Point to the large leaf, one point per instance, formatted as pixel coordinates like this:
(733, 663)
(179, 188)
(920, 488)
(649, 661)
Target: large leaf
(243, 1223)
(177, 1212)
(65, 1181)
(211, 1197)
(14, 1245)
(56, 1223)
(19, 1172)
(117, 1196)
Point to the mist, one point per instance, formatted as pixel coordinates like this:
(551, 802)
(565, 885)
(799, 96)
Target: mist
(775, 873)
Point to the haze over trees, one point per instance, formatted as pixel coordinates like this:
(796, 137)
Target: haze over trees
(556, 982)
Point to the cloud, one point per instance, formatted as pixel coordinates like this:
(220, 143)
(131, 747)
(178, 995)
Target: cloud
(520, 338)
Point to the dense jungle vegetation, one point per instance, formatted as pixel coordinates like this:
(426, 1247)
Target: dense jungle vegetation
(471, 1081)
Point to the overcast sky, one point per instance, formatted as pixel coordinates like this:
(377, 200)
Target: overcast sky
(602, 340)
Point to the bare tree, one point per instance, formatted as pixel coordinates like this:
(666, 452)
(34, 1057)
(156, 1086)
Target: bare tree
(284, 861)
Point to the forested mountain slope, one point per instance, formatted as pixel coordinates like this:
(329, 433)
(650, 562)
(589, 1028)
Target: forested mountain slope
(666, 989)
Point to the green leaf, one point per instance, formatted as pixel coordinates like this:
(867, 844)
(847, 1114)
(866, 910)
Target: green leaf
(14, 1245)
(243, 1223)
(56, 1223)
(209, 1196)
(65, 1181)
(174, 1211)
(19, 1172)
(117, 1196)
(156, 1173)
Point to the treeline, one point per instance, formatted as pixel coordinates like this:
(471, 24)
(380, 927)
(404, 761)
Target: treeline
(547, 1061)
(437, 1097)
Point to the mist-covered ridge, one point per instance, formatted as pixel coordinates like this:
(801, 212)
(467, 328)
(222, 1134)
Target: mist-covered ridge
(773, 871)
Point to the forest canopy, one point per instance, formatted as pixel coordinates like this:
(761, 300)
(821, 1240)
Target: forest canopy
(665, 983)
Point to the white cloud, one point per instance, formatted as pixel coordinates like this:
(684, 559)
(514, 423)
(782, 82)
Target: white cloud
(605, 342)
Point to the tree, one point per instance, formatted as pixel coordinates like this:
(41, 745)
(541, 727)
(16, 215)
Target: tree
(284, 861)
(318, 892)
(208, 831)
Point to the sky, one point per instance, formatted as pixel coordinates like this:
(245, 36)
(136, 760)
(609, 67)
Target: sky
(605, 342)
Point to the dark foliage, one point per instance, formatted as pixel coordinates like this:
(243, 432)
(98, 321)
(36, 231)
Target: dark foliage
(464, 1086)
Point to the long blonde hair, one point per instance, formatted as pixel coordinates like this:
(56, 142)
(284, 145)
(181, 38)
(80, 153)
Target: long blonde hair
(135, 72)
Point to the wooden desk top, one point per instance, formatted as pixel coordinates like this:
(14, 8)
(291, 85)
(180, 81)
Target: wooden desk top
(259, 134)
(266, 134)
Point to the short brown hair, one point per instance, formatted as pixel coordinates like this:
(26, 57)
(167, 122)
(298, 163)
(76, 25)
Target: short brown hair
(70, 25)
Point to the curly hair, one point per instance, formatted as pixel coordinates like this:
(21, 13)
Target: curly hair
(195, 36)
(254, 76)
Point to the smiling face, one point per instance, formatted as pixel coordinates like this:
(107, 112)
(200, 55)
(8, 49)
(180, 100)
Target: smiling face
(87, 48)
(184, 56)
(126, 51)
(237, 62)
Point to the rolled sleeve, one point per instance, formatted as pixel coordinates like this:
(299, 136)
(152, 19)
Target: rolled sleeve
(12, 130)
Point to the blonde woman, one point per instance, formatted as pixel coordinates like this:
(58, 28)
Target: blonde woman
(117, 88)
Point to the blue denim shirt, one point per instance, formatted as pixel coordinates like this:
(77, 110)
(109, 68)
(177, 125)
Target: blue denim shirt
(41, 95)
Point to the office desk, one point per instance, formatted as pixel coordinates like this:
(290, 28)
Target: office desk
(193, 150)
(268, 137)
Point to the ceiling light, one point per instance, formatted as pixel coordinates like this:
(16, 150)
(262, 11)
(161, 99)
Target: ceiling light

## EXERCISE DESCRIPTION
If a line in the data above contains "light", return that line.

## WRITTEN REPLY
Point to the ceiling light, one point per instance, formatted as pixel coordinates like this:
Target: ceiling light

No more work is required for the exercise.